> [Supplied data]:
--- begin ---
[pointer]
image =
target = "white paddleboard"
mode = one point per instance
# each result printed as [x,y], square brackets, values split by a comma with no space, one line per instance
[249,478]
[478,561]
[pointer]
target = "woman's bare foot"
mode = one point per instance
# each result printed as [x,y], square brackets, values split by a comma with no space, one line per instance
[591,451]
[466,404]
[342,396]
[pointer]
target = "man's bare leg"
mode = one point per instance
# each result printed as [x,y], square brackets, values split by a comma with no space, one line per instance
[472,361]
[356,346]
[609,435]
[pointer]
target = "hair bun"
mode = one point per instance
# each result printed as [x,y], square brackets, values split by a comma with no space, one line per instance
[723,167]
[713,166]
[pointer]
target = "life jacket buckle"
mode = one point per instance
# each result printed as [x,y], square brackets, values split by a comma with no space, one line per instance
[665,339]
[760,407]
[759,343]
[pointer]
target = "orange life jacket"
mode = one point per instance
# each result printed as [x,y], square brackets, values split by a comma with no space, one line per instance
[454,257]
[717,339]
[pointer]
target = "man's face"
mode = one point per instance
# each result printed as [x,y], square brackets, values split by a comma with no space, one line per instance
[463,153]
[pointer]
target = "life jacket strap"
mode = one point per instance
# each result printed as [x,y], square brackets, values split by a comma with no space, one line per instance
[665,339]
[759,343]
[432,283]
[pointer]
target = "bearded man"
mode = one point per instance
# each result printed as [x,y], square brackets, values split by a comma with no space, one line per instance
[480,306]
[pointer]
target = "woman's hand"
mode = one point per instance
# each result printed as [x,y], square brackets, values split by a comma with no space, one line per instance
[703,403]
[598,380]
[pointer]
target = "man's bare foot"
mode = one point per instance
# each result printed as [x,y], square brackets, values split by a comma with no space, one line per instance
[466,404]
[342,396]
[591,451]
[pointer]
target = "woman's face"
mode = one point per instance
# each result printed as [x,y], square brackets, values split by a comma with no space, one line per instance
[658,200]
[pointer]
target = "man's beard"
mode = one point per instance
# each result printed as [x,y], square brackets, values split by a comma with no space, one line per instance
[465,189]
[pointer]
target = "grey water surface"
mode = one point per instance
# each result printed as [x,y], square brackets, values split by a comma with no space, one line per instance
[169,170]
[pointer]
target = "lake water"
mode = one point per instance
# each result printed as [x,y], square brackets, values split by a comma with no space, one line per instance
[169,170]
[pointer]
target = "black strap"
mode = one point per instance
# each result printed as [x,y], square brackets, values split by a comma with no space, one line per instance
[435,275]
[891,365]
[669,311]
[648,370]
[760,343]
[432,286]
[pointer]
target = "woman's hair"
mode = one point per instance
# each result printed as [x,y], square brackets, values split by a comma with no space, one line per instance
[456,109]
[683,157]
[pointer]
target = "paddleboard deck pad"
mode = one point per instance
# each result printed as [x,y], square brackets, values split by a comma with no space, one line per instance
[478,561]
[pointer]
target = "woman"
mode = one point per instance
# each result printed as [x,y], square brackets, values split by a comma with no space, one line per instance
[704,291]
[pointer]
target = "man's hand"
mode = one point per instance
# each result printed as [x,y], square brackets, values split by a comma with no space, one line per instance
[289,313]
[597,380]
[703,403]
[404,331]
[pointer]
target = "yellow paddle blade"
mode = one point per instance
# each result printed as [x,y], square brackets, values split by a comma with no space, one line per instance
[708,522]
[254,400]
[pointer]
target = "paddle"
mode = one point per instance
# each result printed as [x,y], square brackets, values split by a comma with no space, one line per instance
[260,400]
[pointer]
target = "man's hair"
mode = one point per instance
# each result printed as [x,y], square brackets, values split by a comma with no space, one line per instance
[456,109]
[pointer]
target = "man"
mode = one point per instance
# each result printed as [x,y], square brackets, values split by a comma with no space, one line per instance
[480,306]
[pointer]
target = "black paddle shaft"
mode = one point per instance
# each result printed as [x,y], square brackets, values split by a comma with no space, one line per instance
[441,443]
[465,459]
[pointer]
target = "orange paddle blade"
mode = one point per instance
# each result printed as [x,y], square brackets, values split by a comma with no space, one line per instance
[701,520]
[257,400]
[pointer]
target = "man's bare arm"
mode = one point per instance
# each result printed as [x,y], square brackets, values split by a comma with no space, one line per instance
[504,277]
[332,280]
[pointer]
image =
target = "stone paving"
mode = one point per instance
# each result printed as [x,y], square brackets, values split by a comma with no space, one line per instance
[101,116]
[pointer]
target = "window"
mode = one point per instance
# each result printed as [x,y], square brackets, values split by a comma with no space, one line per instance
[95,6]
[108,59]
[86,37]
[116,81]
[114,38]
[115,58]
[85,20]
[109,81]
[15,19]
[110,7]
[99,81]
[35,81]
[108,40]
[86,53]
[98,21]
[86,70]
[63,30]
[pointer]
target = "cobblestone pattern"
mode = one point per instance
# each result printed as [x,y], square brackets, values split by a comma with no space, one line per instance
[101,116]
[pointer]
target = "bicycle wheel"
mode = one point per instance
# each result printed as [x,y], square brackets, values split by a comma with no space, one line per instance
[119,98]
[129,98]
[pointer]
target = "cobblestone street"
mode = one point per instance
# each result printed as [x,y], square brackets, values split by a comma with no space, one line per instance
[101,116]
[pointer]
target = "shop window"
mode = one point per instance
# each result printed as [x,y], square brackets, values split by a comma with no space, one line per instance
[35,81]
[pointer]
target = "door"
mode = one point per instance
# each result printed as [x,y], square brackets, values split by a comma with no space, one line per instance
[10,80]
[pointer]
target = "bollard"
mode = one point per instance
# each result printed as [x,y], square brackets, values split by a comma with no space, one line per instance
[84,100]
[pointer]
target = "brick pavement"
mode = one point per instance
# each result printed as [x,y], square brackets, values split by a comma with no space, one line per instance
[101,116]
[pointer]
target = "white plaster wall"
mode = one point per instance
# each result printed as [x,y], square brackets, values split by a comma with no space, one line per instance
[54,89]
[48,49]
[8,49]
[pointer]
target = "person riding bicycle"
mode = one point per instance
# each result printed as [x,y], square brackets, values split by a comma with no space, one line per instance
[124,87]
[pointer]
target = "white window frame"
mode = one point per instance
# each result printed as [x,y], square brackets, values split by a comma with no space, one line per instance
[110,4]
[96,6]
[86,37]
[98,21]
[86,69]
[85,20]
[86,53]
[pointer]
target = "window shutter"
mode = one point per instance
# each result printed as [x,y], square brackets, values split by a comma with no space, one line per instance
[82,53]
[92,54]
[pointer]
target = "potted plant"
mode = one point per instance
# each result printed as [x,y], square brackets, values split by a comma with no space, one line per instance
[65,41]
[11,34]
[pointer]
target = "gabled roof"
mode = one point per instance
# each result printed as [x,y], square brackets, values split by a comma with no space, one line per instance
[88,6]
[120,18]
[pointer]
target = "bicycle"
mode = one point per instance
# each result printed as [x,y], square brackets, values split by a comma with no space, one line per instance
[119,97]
--- end ---
> [The problem]: Write the material out exactly, with nothing left out.

> [Output for this exercise]:
[pointer]
image =
target = "white paddleboard"
mode = one point per instance
# each result printed as [x,y], square brackets, values split by a comma with no space, one line per instance
[249,478]
[478,561]
[pointer]
target = "woman's bare foot"
mode = one point per instance
# each result printed as [x,y], square brackets, values split by a comma with no space, one line per instance
[591,451]
[466,404]
[342,396]
[pointer]
target = "man's bare leg"
mode = one point per instance
# each result printed as [x,y], square brackets, values split by a comma with no space, one line per instance
[472,361]
[356,346]
[609,435]
[pointer]
target = "hair bun"
mode = one point per instance
# each result printed as [x,y], square brackets, values split by a comma with no space, one line per instance
[723,167]
[713,166]
[pointer]
target = "life jacket buckle"
mode = one point per instance
# each result printed as [x,y], square brackets, values split by a comma with no space, one line per instance
[665,339]
[760,407]
[759,343]
[pointer]
target = "orange life jacket"
mode = one point per instance
# each result printed as [x,y], square brackets, values split by a comma with no space, one line per instance
[454,257]
[717,339]
[pointer]
target = "man's face"
mode = one point per instance
# each result printed as [x,y], square brackets, values split by a comma with no space, one line per instance
[463,153]
[pointer]
target = "life jacket strap"
mode = one point per instance
# each result printed as [x,y], square brackets, values split by a comma with no space, one line per instance
[665,339]
[759,343]
[432,283]
[pointer]
target = "bearded man"
mode = one point per instance
# each result printed as [x,y], square brackets, values split by a comma with no space, one line per instance
[480,306]
[pointer]
target = "woman's hand"
mode = one point per instance
# each result printed as [x,y], square brackets, values split by a comma with no space, one line per instance
[703,403]
[598,380]
[pointer]
target = "man's bare foot"
mode = one point per instance
# each result printed as [x,y], square brackets, values split by a comma with no space, one line per instance
[466,404]
[342,396]
[591,451]
[pointer]
target = "woman's face"
mode = one point per instance
# each result printed as [x,y], square brackets, values split by a comma with no space, one line per instance
[658,200]
[pointer]
target = "man's beard"
mode = one point per instance
# each result printed as [x,y], square brackets, values split by a comma with no space, one line per instance
[465,189]
[pointer]
target = "grey water surface"
mode = one point per instance
# each result printed as [x,y], square brackets, values split by a comma with no space, one line per instance
[169,170]
[pointer]
target = "lake water"
mode = one point per instance
# each result printed as [x,y], square brackets, values split by a comma with no space, one line per instance
[169,170]
[pointer]
target = "black strap"
mode = one point per instance
# each result printed as [x,y], square brackets, values split by a comma with no space, one line per instance
[435,275]
[891,365]
[669,311]
[648,370]
[760,343]
[432,286]
[pointer]
target = "woman's hair"
mode = one point per instance
# each result printed as [x,y], square brackets, values split by a comma with no space, one line per instance
[456,109]
[683,157]
[pointer]
target = "paddleboard deck pad"
mode = one point per instance
# each result printed as [x,y], square brackets, values split by a comma with no space, one line per instance
[478,561]
[pointer]
target = "woman"
mode = one point per instance
# each result printed as [x,y], square brackets, values split by a comma with no space, one line per instance
[704,291]
[pointer]
target = "man's hand"
mode = one point per instance
# each result printed as [x,y], square brackets, values split by a comma with no space, one line per instance
[289,313]
[597,380]
[703,403]
[404,331]
[pointer]
target = "yellow paddle blade"
mode = one point per instance
# each result printed as [x,y], square brackets, values split by a comma with no space, one line per instance
[708,522]
[254,400]
[pointer]
target = "paddle"
mode = one point per instance
# each result printed as [x,y], square brackets, values split by a comma with no space, one line per instance
[260,400]
[pointer]
target = "man's hair"
mode = one point per instance
# each result printed as [x,y], square brackets, values split by a comma with no space, one line per instance
[456,109]
[pointer]
target = "man"
mode = one point per instance
# each result printed as [x,y], square brackets, values split by a comma with no space, one line per instance
[480,306]
[pointer]
target = "black paddle shaft"
mode = one point per instance
# each result printed as [x,y], square brackets, values split by a comma with no space, one line per instance
[441,443]
[465,459]
[pointer]
target = "orange paddle blade"
mode = one point per instance
# each result printed as [x,y], square brackets, values split by a comma with no space, one line per instance
[701,520]
[257,400]
[pointer]
target = "man's bare arm"
mode = one point per instance
# each result printed as [x,y], square brackets, values split by a comma with no space, one line per instance
[504,277]
[332,280]
[pointer]
image =
target = "stone paving"
mode = one point per instance
# each result printed as [x,y], square brackets, values split by a comma with no space, one line per instance
[101,116]
[pointer]
target = "window"
mode = one point per instance
# each result printed as [x,y], square brackets, values split by a comma with no space, one line per instance
[95,6]
[108,59]
[86,37]
[116,81]
[114,38]
[115,58]
[85,20]
[109,81]
[15,19]
[110,7]
[99,81]
[35,81]
[108,40]
[86,53]
[98,21]
[86,70]
[63,30]
[pointer]
target = "cobblestone pattern"
mode = one point per instance
# each result printed as [x,y], square brackets, values split by a comma with no space, one line per instance
[101,116]
[pointer]
target = "bicycle wheel"
mode = one point per instance
# each result printed as [x,y], square brackets, values split by a comma with no space, one line per instance
[119,98]
[129,98]
[pointer]
target = "cobblestone street"
mode = one point per instance
# each result printed as [x,y], square brackets, values split by a comma with no space, one line per instance
[101,116]
[pointer]
target = "shop window"
mode = one point per instance
# each result printed as [x,y], square brackets, values split by a comma with no space, one line per instance
[35,81]
[pointer]
target = "door"
mode = one point per instance
# each result printed as [x,y], square brackets, values split by a comma with no space, one line per instance
[10,80]
[pointer]
target = "bollard"
mode = one point per instance
# each result printed as [x,y], square brackets, values split by a comma with no space, one line per instance
[84,100]
[pointer]
target = "brick pavement"
mode = one point per instance
# each result printed as [x,y], square brackets, values split by a comma with no space, one line per instance
[101,116]
[pointer]
target = "white plaster wall"
mode = one point per instance
# each result printed as [x,y], square brackets, values split by a comma with no space, one line per instance
[54,89]
[48,49]
[8,49]
[pointer]
target = "person riding bicycle"
mode = one point per instance
# each result printed as [x,y], square brackets, values split by a comma with no space, one line per instance
[124,87]
[pointer]
target = "white window frame"
mode = one point per instance
# each result printed as [x,y], square brackets, values split by a comma with no space, one line per instance
[110,4]
[96,6]
[86,37]
[98,21]
[86,69]
[85,20]
[86,53]
[pointer]
target = "window shutter"
mode = one point per instance
# each result printed as [x,y], square brackets, values split by a comma with no space, one line per instance
[82,53]
[92,54]
[pointer]
target = "potted plant"
mode = one point per instance
# each result printed as [x,y], square brackets, values split by a comma with no space, one line per instance
[65,41]
[11,34]
[pointer]
target = "gabled roof"
mode = one point per instance
# each result printed as [x,y], square brackets, values split by a comma with no space, one line per instance
[88,6]
[120,18]
[pointer]
target = "bicycle"
mode = one point per instance
# each result printed as [x,y], square brackets, values split by a comma with no space, one line per instance
[119,97]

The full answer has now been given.